**Document segment**

+===+

# Engineers Australia- Additional Relevant skilled employment



## mfa (Oct 26, 2014)

Hi all,

Today i have applied online for Engineers Australia "Standard" assessment using "CDR method " ( without ticking additional relevant skilled employment) and paid fee for this 635 AUS $.

I have more than 8 years experience , which i will claim during EOI.

I read some threads , where , ppl have mentioned that, its must to tick additional relevant skilled employment for claiming points during EOI.

Please can anybody comment on additional assessment is mandatory for more than 3 years skilled experieince or not ?


----------



## ZHossain (Nov 20, 2014)

mfa said:


> Hi all,
> 
> Today i have applied online for Engineers Australia "Standard" assessment using "CDR method " ( without ticking additional relevant skilled employment) and paid fee for this 635 AUS $.
> 
> ...


Additional assessment is not must but it keeps u on safe side, raise one's confidence level and should be taken. I also avoided it in the earlier time but later on I had it, took just 2 weeks extra time for seperate application.


----------



## mfa (Oct 26, 2014)

ZHossain said:


> Additional assessment is not must but it keeps u on safe side, raise one's confidence level and should be taken. I also avoided it in the earlier time but later on I had it, took just 2 weeks extra time for seperate application.

+===+

**Written task a**
Repeat the forum thread from "I read some" to "experieince or not ?", renaming "EOI" to "Expression of Interest".
The listing bears no relation to the forum thread.

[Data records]
+===+

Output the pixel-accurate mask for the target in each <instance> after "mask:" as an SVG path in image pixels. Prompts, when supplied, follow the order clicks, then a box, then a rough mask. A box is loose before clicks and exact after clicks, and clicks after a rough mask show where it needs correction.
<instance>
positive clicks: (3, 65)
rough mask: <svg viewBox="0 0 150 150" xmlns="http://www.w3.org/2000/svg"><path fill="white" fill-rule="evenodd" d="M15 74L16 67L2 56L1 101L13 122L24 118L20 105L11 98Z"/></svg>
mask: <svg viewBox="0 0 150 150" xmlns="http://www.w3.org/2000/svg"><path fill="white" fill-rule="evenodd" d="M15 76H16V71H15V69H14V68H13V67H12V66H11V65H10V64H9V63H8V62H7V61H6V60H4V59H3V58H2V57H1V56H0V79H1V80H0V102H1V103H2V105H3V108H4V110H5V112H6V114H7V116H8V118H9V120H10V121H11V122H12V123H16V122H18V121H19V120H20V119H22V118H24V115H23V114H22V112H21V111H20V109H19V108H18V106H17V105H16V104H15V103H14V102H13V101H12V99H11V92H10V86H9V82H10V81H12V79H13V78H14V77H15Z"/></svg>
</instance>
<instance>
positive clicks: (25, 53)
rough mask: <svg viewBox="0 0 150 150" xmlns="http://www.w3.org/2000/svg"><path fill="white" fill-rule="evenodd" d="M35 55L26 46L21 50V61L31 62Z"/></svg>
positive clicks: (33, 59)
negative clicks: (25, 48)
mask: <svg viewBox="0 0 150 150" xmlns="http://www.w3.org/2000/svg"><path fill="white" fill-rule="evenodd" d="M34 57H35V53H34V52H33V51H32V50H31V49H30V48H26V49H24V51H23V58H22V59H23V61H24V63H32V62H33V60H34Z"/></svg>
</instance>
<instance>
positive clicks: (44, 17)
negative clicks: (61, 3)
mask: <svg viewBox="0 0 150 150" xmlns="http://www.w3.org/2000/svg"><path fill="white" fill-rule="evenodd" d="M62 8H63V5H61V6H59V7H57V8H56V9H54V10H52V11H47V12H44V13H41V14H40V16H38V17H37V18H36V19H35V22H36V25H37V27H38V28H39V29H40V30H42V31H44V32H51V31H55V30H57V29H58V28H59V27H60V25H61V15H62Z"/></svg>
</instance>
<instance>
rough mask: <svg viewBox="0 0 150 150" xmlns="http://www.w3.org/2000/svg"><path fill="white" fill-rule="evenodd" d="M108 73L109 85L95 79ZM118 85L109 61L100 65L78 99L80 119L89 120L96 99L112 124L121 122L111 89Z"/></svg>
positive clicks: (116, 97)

+===+

**Written task b**
Select every line of the listing that contains the string "clicks". Case counts.

**Exercise result a**
I read some threads , where , ppl have mentioned that, its must to tick additional relevant skilled employment for claiming points during Expression of Interest.

Please can anybody comment on additional assessment is mandatory for more than 3 years skilled experieince or not ?

**Exercise result b**
Output the pixel-accurate mask for the target in each <instance> after "mask:" as an SVG path in image pixels. Prompts, when supplied, follow the order clicks, then a box, then a rough mask. A box is loose before clicks and exact after clicks, and clicks after a rough mask show where it needs correction.
positive clicks: (3, 65)
positive clicks: (25, 53)
positive clicks: (33, 59)
negative clicks: (25, 48)
positive clicks: (44, 17)
negative clicks: (61, 3)
positive clicks: (116, 97)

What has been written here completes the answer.